Our editorial contribution is to ensure JPP publishes pieces of wide significance and to present them at the highest standard of scholarship. We will pay particular attention to the clarity of the style of writing and will encourage authors to avoid jargon and heavy prose to ensure the broadest possible scholarly audience for the journal. Members of different disciplines should be able to read JPP issues in their entirety. Our approach is to stress clarity of theory and transparency of method in the study of public policy, which we will trust will become watchwords for the journal. JPP will aim for quality rather than advocating a particular approach to public policy. The papers we publish should have a clear statement of theory, and empirical contributions need to exhibit methodological rigour, whether using quantitative or qualitative methods.
In fact, when we came to review the notes for contributors as one of our first editorial tasks, we found not much need to change them because they already reflected our ambitions for the journal:
To understand public policy it is necessary to relate ideas to concrete problems of government. This journal therefore publishes articles that use concepts derived from any of the social sciences to analyse a significant problem facing contemporary governments. Good ideas, like the problems of the contemporary world, admit no boundaries. Articles that make explicit comparisons across nations are particularly welcome. The problems of the contemporary world unite what academic disciplines and national political systems tend to keep apart. Substantive concerns come first. Methodology and concepts should be instrumental in achieving analytic purposes, and concepts and theories should be grounded in an awareness of the problems of government.

Record excerpts:
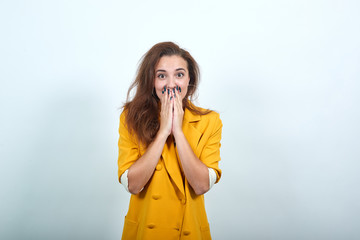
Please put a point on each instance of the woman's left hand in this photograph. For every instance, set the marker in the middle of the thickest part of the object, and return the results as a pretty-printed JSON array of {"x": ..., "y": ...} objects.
[{"x": 178, "y": 112}]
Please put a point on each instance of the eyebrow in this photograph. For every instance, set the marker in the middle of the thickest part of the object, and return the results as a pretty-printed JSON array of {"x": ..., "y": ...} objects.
[{"x": 178, "y": 69}]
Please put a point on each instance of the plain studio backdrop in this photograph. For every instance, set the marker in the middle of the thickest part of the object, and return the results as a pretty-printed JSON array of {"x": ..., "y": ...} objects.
[{"x": 284, "y": 75}]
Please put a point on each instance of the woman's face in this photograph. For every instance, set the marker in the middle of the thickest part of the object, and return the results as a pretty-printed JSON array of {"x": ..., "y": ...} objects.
[{"x": 172, "y": 71}]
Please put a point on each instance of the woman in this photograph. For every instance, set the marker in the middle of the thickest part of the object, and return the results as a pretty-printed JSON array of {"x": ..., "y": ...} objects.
[{"x": 169, "y": 149}]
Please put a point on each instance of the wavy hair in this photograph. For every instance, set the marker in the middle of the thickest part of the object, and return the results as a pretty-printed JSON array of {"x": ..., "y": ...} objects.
[{"x": 142, "y": 111}]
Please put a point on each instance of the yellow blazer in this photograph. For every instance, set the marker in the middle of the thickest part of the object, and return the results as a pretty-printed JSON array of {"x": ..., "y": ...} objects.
[{"x": 167, "y": 208}]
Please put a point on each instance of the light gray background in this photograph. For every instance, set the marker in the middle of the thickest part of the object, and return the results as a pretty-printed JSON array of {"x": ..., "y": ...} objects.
[{"x": 284, "y": 75}]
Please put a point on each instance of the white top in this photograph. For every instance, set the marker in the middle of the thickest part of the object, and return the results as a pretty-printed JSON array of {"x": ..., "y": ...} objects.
[{"x": 125, "y": 182}]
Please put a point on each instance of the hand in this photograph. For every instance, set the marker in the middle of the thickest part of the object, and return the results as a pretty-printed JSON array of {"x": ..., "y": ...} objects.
[
  {"x": 178, "y": 112},
  {"x": 166, "y": 112}
]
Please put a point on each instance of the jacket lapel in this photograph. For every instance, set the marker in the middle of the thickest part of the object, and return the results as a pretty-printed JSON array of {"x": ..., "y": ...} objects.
[
  {"x": 191, "y": 133},
  {"x": 172, "y": 165}
]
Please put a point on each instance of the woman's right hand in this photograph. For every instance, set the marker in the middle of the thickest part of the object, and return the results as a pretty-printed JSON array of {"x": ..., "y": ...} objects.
[{"x": 166, "y": 113}]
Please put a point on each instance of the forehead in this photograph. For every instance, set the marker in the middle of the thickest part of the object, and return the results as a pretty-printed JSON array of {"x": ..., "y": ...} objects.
[{"x": 171, "y": 63}]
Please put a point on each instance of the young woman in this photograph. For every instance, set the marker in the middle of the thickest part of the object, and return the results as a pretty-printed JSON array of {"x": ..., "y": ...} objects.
[{"x": 169, "y": 149}]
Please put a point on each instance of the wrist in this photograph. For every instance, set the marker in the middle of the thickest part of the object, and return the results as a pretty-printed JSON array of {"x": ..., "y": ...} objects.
[{"x": 178, "y": 134}]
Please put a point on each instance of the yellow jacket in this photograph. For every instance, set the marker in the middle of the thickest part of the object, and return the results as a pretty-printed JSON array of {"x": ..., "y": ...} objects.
[{"x": 167, "y": 208}]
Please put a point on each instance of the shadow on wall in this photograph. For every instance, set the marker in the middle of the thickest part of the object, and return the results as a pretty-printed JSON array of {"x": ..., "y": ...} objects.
[{"x": 69, "y": 185}]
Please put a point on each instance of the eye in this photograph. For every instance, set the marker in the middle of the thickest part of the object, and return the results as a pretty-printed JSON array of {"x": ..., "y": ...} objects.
[
  {"x": 162, "y": 76},
  {"x": 179, "y": 75}
]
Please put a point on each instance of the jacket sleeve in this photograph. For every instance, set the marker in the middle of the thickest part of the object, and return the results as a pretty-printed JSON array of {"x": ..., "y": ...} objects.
[
  {"x": 128, "y": 148},
  {"x": 210, "y": 155}
]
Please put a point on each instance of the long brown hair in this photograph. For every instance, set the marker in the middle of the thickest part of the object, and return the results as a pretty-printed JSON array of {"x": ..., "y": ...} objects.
[{"x": 142, "y": 112}]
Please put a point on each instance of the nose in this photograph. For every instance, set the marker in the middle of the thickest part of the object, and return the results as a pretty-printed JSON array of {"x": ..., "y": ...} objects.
[{"x": 171, "y": 82}]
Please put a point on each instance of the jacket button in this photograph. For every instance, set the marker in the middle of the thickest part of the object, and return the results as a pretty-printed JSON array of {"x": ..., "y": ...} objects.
[
  {"x": 158, "y": 167},
  {"x": 156, "y": 196},
  {"x": 151, "y": 225}
]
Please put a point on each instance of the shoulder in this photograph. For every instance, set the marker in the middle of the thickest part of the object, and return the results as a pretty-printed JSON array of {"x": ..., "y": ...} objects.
[{"x": 204, "y": 116}]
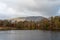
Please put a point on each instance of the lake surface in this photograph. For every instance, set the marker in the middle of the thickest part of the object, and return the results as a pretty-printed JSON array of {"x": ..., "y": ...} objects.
[{"x": 29, "y": 35}]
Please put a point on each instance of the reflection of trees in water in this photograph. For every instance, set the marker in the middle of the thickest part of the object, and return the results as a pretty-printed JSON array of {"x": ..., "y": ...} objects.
[{"x": 54, "y": 35}]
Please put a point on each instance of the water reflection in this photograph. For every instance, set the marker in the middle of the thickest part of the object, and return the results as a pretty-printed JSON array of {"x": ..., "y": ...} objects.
[{"x": 29, "y": 35}]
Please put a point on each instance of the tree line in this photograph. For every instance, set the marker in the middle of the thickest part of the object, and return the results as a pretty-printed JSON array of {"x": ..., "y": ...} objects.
[{"x": 53, "y": 23}]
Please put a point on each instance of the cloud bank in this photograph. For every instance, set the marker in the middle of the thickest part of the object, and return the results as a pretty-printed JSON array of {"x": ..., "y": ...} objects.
[{"x": 15, "y": 8}]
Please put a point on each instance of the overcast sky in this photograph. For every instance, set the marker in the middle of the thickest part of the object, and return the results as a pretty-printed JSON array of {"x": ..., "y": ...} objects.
[{"x": 16, "y": 8}]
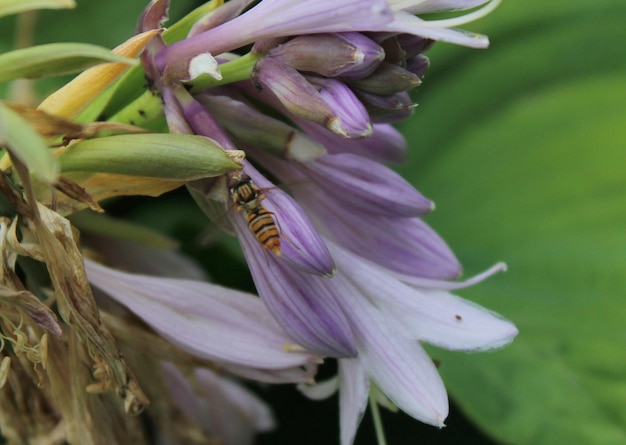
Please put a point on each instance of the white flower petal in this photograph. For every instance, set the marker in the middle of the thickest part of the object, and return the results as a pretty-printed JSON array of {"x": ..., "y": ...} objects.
[
  {"x": 221, "y": 407},
  {"x": 352, "y": 398},
  {"x": 429, "y": 315},
  {"x": 408, "y": 23},
  {"x": 320, "y": 390},
  {"x": 445, "y": 320},
  {"x": 398, "y": 364},
  {"x": 210, "y": 321},
  {"x": 427, "y": 6}
]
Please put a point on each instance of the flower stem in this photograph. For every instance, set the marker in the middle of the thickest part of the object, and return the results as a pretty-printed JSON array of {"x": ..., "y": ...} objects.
[
  {"x": 140, "y": 112},
  {"x": 378, "y": 424},
  {"x": 234, "y": 70}
]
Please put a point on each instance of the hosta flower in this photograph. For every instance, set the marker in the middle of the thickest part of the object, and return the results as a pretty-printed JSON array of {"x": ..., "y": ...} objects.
[
  {"x": 382, "y": 288},
  {"x": 205, "y": 320},
  {"x": 344, "y": 266}
]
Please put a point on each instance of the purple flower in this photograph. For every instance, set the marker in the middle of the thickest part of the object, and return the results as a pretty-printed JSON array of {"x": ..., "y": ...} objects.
[
  {"x": 204, "y": 319},
  {"x": 342, "y": 261},
  {"x": 390, "y": 320}
]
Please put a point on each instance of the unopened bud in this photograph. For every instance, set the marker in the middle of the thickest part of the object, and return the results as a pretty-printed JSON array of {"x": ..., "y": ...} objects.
[
  {"x": 387, "y": 79},
  {"x": 347, "y": 54}
]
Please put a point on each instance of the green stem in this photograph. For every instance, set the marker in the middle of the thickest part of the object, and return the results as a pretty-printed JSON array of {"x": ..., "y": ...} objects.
[
  {"x": 232, "y": 71},
  {"x": 378, "y": 424},
  {"x": 140, "y": 112}
]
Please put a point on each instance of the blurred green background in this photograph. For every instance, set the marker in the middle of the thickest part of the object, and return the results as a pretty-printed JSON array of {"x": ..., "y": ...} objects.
[{"x": 523, "y": 149}]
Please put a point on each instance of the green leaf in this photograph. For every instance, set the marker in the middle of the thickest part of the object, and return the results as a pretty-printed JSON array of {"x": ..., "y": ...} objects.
[
  {"x": 8, "y": 7},
  {"x": 27, "y": 145},
  {"x": 522, "y": 149},
  {"x": 176, "y": 157},
  {"x": 54, "y": 59}
]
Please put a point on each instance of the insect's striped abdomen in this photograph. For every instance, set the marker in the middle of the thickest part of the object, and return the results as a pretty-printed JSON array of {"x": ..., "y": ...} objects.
[
  {"x": 247, "y": 197},
  {"x": 261, "y": 224}
]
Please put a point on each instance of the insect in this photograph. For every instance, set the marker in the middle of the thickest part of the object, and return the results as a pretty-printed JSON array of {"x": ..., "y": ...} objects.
[{"x": 247, "y": 197}]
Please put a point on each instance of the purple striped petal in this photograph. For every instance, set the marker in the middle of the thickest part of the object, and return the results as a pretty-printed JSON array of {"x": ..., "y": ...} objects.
[
  {"x": 206, "y": 320},
  {"x": 302, "y": 303},
  {"x": 397, "y": 363},
  {"x": 406, "y": 246},
  {"x": 430, "y": 315},
  {"x": 300, "y": 244},
  {"x": 363, "y": 184},
  {"x": 353, "y": 397},
  {"x": 427, "y": 6},
  {"x": 277, "y": 18},
  {"x": 386, "y": 145}
]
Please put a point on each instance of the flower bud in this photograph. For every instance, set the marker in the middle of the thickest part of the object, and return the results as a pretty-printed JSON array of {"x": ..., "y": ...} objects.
[
  {"x": 387, "y": 79},
  {"x": 346, "y": 54}
]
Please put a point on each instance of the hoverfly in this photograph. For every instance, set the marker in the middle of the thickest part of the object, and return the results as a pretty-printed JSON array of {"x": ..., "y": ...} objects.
[{"x": 246, "y": 198}]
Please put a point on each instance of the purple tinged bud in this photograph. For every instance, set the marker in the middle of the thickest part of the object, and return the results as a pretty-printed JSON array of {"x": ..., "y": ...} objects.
[
  {"x": 386, "y": 80},
  {"x": 263, "y": 46},
  {"x": 418, "y": 65},
  {"x": 262, "y": 131},
  {"x": 366, "y": 185},
  {"x": 201, "y": 121},
  {"x": 386, "y": 145},
  {"x": 414, "y": 45},
  {"x": 302, "y": 98},
  {"x": 387, "y": 109},
  {"x": 352, "y": 117},
  {"x": 346, "y": 54},
  {"x": 277, "y": 18},
  {"x": 300, "y": 244}
]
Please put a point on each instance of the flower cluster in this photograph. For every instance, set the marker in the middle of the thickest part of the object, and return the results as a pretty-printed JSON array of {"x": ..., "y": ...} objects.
[{"x": 342, "y": 261}]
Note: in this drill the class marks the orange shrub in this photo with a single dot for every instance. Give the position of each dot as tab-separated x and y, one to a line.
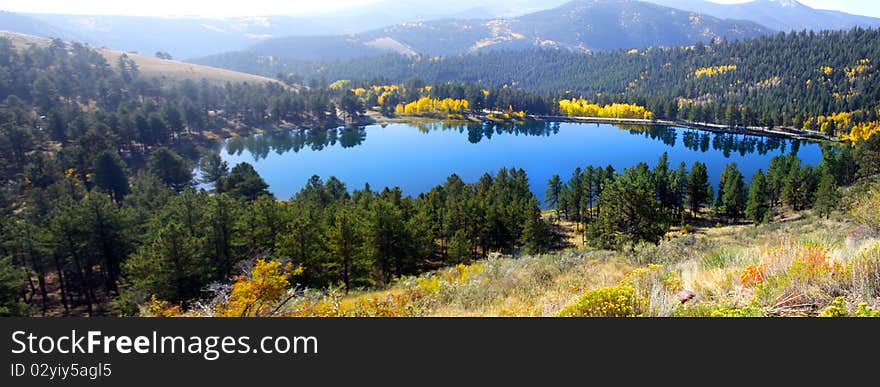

Given request 1: In the passage on the journal's editorial aims, why did the editors see little need to revise the notes for contributors? Answer in one to three sentences.
Given request 2: According to the passage on the journal's editorial aims, which articles are particularly welcome?

Final result 1: When the editors reviewed the notes for contributors as one of their first tasks, they found the notes already reflected their ambitions for the journal. So little needed to change.

Final result 2: Articles that make explicit comparisons across nations.